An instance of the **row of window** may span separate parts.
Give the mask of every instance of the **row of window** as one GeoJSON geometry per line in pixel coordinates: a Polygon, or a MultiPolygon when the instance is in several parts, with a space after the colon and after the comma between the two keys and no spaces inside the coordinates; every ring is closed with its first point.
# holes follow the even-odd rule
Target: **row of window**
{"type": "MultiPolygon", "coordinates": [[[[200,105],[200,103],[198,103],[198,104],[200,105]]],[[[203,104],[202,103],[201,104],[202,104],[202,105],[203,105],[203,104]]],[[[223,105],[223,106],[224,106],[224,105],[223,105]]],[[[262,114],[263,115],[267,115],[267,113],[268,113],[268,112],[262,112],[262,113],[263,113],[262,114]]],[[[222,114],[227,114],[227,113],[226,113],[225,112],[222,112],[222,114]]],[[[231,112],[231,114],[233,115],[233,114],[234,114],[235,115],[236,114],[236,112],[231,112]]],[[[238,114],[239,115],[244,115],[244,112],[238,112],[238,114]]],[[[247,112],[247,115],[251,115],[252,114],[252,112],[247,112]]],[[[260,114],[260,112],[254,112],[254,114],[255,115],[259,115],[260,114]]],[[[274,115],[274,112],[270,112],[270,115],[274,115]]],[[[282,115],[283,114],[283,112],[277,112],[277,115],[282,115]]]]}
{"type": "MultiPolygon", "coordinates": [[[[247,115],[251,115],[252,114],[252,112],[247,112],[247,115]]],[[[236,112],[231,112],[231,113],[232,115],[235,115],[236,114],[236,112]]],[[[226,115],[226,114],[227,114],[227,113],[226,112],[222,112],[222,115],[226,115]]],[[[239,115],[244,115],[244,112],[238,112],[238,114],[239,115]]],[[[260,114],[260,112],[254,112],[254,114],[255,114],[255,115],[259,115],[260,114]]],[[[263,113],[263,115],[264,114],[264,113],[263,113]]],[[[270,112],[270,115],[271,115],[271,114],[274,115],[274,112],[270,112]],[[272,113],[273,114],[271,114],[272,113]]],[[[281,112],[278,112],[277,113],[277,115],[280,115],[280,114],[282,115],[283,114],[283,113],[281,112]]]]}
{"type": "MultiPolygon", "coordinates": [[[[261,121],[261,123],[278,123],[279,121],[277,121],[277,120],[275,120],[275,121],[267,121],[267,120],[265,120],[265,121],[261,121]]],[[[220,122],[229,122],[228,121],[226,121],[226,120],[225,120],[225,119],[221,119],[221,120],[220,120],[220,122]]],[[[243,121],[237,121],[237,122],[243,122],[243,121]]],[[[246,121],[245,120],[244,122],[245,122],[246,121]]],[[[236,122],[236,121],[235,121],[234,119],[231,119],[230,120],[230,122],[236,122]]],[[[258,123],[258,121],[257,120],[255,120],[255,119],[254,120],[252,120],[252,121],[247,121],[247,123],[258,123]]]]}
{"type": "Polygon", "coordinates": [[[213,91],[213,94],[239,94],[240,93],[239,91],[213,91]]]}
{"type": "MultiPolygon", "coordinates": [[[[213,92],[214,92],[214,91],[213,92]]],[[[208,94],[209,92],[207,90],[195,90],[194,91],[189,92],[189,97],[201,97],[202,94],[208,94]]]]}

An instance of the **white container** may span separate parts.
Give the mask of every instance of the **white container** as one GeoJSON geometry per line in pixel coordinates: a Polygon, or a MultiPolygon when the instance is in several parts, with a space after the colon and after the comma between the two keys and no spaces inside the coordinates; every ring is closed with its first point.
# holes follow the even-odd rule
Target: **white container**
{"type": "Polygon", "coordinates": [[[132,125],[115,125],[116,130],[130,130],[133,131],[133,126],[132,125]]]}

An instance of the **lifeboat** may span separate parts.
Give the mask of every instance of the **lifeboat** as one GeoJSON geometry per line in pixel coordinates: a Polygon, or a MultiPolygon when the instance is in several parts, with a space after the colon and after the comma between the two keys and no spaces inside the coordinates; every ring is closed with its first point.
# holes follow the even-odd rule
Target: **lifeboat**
━━━━━━
■ AIM
Reproduce all the entries above, changing "white container" to "white crate" wherever it occurs and leaving every other line untouched.

■ RESPONSE
An instance of the **row of window** may span separate parts.
Give the mask of every instance of the **row of window** as one GeoJSON geometry per line in pixel coordinates: a Polygon, or a MultiPolygon when the instance is in several parts, with a space after the colon and after the comma between the two keys and no spaces inside the coordinates; every ring is closed with its first point.
# holes follow the even-odd rule
Target: **row of window**
{"type": "MultiPolygon", "coordinates": [[[[200,105],[200,103],[198,103],[198,104],[200,105]]],[[[203,104],[202,103],[201,104],[202,104],[202,105],[203,105],[203,104]]],[[[223,105],[223,106],[224,106],[224,105],[223,105]]],[[[262,114],[263,115],[267,115],[267,113],[268,113],[268,112],[262,112],[262,113],[263,113],[262,114]]],[[[222,114],[227,114],[227,113],[226,113],[225,112],[222,112],[222,114]]],[[[231,112],[231,114],[233,115],[233,114],[234,114],[235,115],[236,114],[236,112],[231,112]]],[[[238,114],[239,115],[244,115],[244,112],[238,112],[238,114]]],[[[247,112],[247,115],[251,115],[252,114],[252,112],[247,112]]],[[[260,114],[260,112],[254,112],[254,114],[255,115],[259,115],[260,114]]],[[[274,115],[274,112],[270,112],[270,115],[274,115]]],[[[282,115],[283,114],[283,112],[277,112],[277,115],[282,115]]]]}
{"type": "MultiPolygon", "coordinates": [[[[247,115],[251,115],[252,114],[252,112],[247,112],[247,115]]],[[[236,112],[231,112],[231,113],[232,115],[235,115],[236,114],[236,112]]],[[[226,115],[226,114],[227,114],[227,113],[226,112],[222,112],[222,115],[226,115]]],[[[239,115],[244,115],[244,112],[238,112],[238,114],[239,115]]],[[[260,114],[260,112],[254,112],[254,114],[255,114],[255,115],[259,115],[260,114]]],[[[263,113],[263,115],[264,114],[264,113],[263,113]]],[[[270,112],[270,115],[271,115],[271,114],[274,115],[274,112],[270,112]],[[272,113],[273,114],[271,114],[272,113]]],[[[281,112],[278,112],[277,113],[277,115],[280,115],[280,114],[282,115],[283,114],[283,113],[281,112]]]]}
{"type": "MultiPolygon", "coordinates": [[[[261,121],[261,123],[278,123],[279,121],[277,121],[277,120],[275,120],[275,121],[267,121],[267,120],[265,120],[265,121],[261,121]]],[[[220,122],[229,122],[228,121],[226,121],[226,120],[225,120],[225,119],[221,119],[221,120],[220,120],[220,122]]],[[[243,121],[237,121],[237,122],[243,122],[243,121]]],[[[246,121],[245,120],[244,122],[245,122],[246,121]]],[[[236,122],[236,121],[235,121],[234,119],[231,119],[230,120],[230,122],[236,122]]],[[[258,123],[258,121],[257,120],[255,120],[255,119],[254,120],[252,120],[252,121],[247,121],[247,123],[258,123]]]]}
{"type": "Polygon", "coordinates": [[[213,91],[213,94],[239,94],[240,93],[239,91],[213,91]]]}
{"type": "MultiPolygon", "coordinates": [[[[213,92],[214,92],[214,91],[213,92]]],[[[208,94],[209,92],[207,90],[195,90],[194,91],[189,92],[189,97],[201,97],[202,94],[208,94]]]]}

An instance of the **white crate** may span separate parts.
Give the mask of every instance of the **white crate** as one GeoJSON geometry per line in pixel coordinates: a Polygon, or a MultiPolygon when the instance is in several parts, with a space after the colon and after the comma between the two keys and no spaces inside the coordinates; every ring is closed with its first point.
# holes follow the even-odd rule
Target: **white crate**
{"type": "Polygon", "coordinates": [[[132,125],[115,125],[116,130],[130,130],[133,131],[133,126],[132,125]]]}

An instance of the **lifeboat** may span separate parts.
Give the mask of every instance of the **lifeboat** as one GeoJSON geometry per line in pixel coordinates: a Polygon, or a MultiPolygon when the instance is in several parts, with a space after the colon and after the comma between the two keys and no spaces inside the coordinates; every ring is closed with its first point.
# holes follow the even-odd rule
Target: **lifeboat**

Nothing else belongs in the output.